**Passage**.
▬▬▬▬▬▬

Qun Huo has been named one of sixteen finalists for the 2012 Cade Museum Prize. Open to all Florida residents, the Cade Museum Prize is designed to encourage innovation and invention by providing an incentive for early-stage companies to move ideas and products closer to marketplace viability.
Huo’s entry is titled “Nanoparticle-Enabled Bioanalytical Technology.” She is the founder and president of Nano Discovery as well an associate professor at UCF’s NanoScience Technology Center. Her company develops new technology and products for biomedical research and diagnosis using gold nanotechnology.
This year’s finalists include an entry from Melbourne that enables MRI-guided drug delivery for brain tumors; a pacifier-activated music system from St. Johns that that encourages pre-term infants to feed; “digital patient” software from Gainesville that simulates a physical examination for nurses and medical students; and filtration devices from Pensacola that quickly detect waterborne pathogens. The 16 remaining entries were drawn from 120 entries submitted from across Florida.

▬▬▬▬▬▬

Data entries

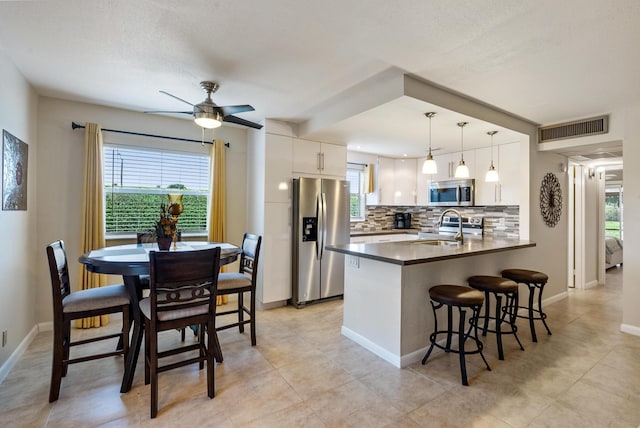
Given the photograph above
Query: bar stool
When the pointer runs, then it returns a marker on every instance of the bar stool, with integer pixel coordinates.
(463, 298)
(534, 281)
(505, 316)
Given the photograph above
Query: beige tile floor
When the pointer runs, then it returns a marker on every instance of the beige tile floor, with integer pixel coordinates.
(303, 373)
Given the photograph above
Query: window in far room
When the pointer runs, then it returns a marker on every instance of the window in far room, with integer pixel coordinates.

▬▬▬▬▬▬

**Activities**.
1. In the article about the Cade Museum Prize finalists, what is the title of Qun Huo's entry?
2. Please extend the article about the Cade Museum Prize finalists past its final sentence.

**Answers to the tasks**.
1. “Nanoparticle-Enabled Bioanalytical Technology”

2.
In the next round, now underway, the 16 finalists will submit a business plan to a new panel of judges who will choose the final four. These four finalists will each make a live pitch to a new panel of judges, and the winner will be announced at a gala event in Gainesville on Friday, May 11.
The winner will receive a $50,000 cash prize, made possible by a grant from the Gainesville Community Foundation, as well as $10,000 of legal services provided by Edwards, Wildman, Palmer LLP in West Palm Beach. The three runners-up each will receive $2,500 of legal services from EWP.